**Stated problem**
Set every record down verbatim and omit the pictures.

**Provided entries**
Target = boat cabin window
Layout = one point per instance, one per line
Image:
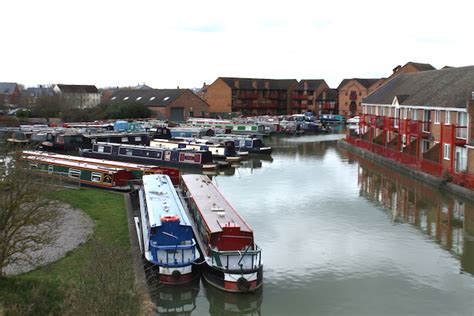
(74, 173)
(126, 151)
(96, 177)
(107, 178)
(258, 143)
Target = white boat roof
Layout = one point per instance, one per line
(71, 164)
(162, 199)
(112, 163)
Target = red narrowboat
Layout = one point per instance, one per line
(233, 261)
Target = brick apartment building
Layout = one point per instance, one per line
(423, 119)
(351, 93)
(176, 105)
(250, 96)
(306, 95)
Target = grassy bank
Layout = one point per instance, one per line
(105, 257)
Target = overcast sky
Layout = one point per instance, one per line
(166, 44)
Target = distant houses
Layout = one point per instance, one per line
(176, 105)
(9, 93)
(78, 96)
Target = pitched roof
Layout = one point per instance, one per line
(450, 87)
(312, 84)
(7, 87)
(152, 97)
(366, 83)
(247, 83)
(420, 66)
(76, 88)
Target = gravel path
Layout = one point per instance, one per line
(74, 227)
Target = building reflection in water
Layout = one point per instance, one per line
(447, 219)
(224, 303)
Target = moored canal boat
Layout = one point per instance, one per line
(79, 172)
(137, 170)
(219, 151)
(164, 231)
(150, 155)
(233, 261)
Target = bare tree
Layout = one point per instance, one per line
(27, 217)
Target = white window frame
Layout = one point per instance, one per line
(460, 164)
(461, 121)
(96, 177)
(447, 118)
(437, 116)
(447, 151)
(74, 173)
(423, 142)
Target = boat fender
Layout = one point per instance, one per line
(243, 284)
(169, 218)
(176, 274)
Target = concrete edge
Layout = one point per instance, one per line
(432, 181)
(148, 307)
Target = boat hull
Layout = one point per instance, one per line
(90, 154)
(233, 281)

**Exercise response**
Target = boat cabin window
Layout = one point per instance, one per line
Image:
(74, 173)
(126, 151)
(96, 177)
(107, 178)
(258, 143)
Target = white boat roof
Layout = one point per instance, one per line
(71, 164)
(162, 199)
(112, 163)
Target = red narrowboat
Layout = one point per instance, one per line
(233, 261)
Target = brick apartment building
Layout = one point per instance, one per line
(423, 119)
(351, 93)
(176, 105)
(250, 96)
(306, 95)
Target = grassy bank
Layout = one point per instance, one per line
(105, 257)
Target = overcast sky
Layout = one point per instance, one per line
(166, 44)
Target = distant houses
Layout = one point per instance, one per line
(176, 105)
(9, 93)
(78, 96)
Target = pitched roof
Layout = one point per instance, one per line
(450, 87)
(312, 84)
(7, 87)
(152, 97)
(366, 83)
(247, 83)
(420, 66)
(76, 88)
Target = gravel path
Layout = one point per instance, one per line
(74, 227)
Target = building reflection in water
Layout = one point per instance, one per line
(447, 219)
(224, 303)
Target = moored canal boat
Layout = one point per instance, one per line
(79, 172)
(137, 170)
(219, 151)
(164, 231)
(150, 155)
(233, 261)
Target = bare tree
Layout = one point per instance, one per line
(27, 217)
Target = white window frame
Layout = one point per instance, one per line
(460, 164)
(461, 121)
(96, 177)
(447, 118)
(437, 116)
(447, 151)
(74, 173)
(423, 142)
Target = boat fender
Layout = one point per instance, one per line
(243, 284)
(169, 218)
(176, 274)
Target = concrete edge
Layout = one point per instance, one per line
(432, 181)
(148, 307)
Target = boat hull
Layout = one point per instance, one per line
(90, 154)
(233, 281)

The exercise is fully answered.